* Problems to work on *
a: In the text on ending a contractual tenancy, what does a tenant who still occupies the premises as her/his residence become when the fixed term expires?
b: Could you write what comes next in the text on ending a contractual tenancy, starting after its final sentence?

* Text excerpt *

────────────────────────────────────────

This content applies to England

This page explains how the contractual tenancy can be brought to an end.

A landlord cannot obtain a possession order against a regulated tenant until s/he has terminated the contractual tenancy, the effect of termination is to convert the contractual tenancy into a statutory tenancy.

For the grounds available against statutory tenants see the pages on Discretionary grounds and Mandatory grounds.

Expiry of a fixed term

On expiry of the fixed term any tenant who still occupies the premises as her/his residence becomes a statutory tenant.

Surrender

A surrender is a voluntary agreement between the landlord and tenant that the tenancy has come to an end. A surrender will terminate the tenancy, whether it is fixed-term or periodic.

A surrender can be express or implied. For more information see the page Surrender.

Forfeiture

This allows the landlord to bring a fixed term contractual tenancy to an end before the expiry of the original fixed term, converting it into a statutory tenancy. In order for the landlord to use forfeiture there must be a clause in the tenancy agreement that allows her/him to do so. Before the landlord issues proceedings for forfeiture, s/he must:

  • where the breach is rent arrears – issue a formal written demand for the arrears, although this is not required if the clause in the tenancy agreement states otherwise.
  • where the breach is not rent arrears – issue a notice which specifies the breach, requests that it be remedied (if it is capable of remedy) and requests an amount of compensation for the breach.[1]

If the tenant remedies the breach, or the landlord acts in such a way as to unequivocally affirm the lease (by, for example, issuing a further demand for, and/or accepting, rent),[2] the contractual tenancy continues. If not then the landlord can issue proceedings. If her/his case is proved then forfeiture takes place from the date the proceedings were served. Since the tenant will now be a statutory tenant, the landlord will then have to prove a ground for possession. This will usually be dealt with at the same hearing.

────────────────────────────────────────

* Material provided *
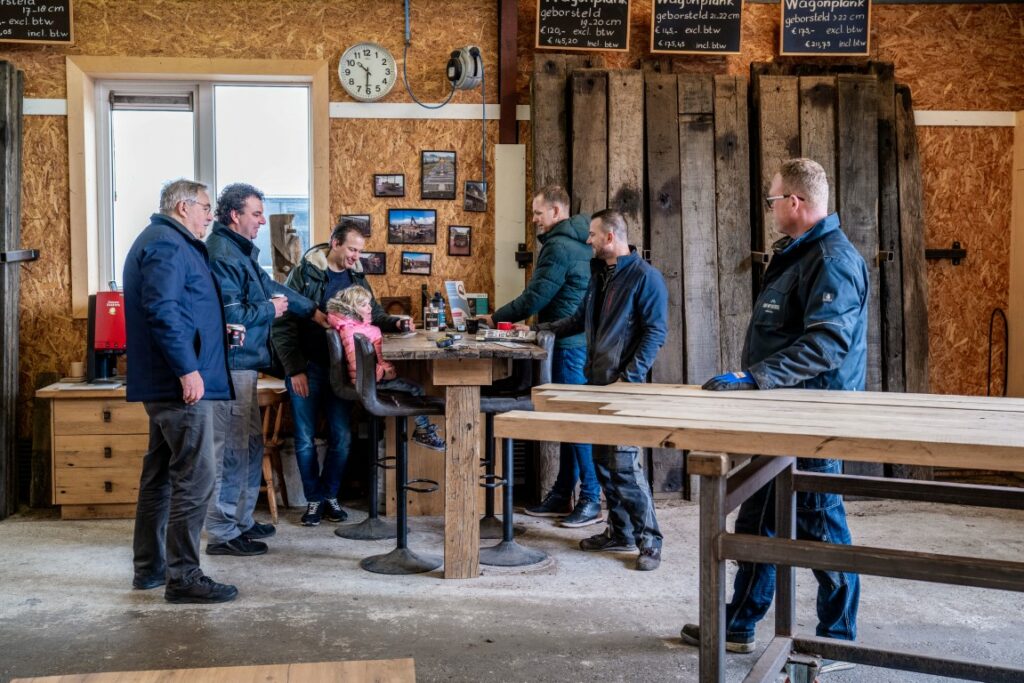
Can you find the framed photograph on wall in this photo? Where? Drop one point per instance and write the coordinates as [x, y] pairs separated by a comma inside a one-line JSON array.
[[412, 226], [374, 262], [476, 196], [437, 175], [460, 240], [389, 184], [359, 220], [416, 263]]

────────────────────────────────────────

* Solved problems *
a: A statutory tenant.

b:
The tenant can apply for relief from forfeiture. If relief is granted then the tenancy remains contractual. Relief operates in different ways depending on whether the breach is for rent arrears or not. Where there are rent arrears, the tenant can pay all the arrears into court at least five days before the hearing, and the action ceases. Possession will be delayed after the hearing for at least four weeks, and during this time the tenant can pay all arrears and costs. The court can also adjourn the hearing to consider whether the tenant can pay. The tenant may also apply to the court for relief within six months of the landlord obtaining possession.

In cases of breaches of other covenants, the court may grant relief subject to whatever conditions it sees fit.

Notice to quit by landlord or tenant

This terminates a contractual periodic tenancy and cannot be used during a fixed term unless the tenancy agreement provides for it. The notice must expire on the first or last day of a period of the tenancy and be equal to the length of the period of the tenancy, unless the tenancy agreement expressly allows otherwise. Under section 5 of the Protection from Eviction Act 1977 the notice must also be in writing and of no less than 28 days.

For further information see the section on Notices to quit.

Notice of increase in rent

A valid notice of increase in rent that gives as much notice as would have been necessary for a notice to quit ends the contractual period, and a statutory tenancy arises.

[1] s.146 Law of Property Act 1925.

[2] Thomas v Ken Thomas [2006] EWCA Civ 1504.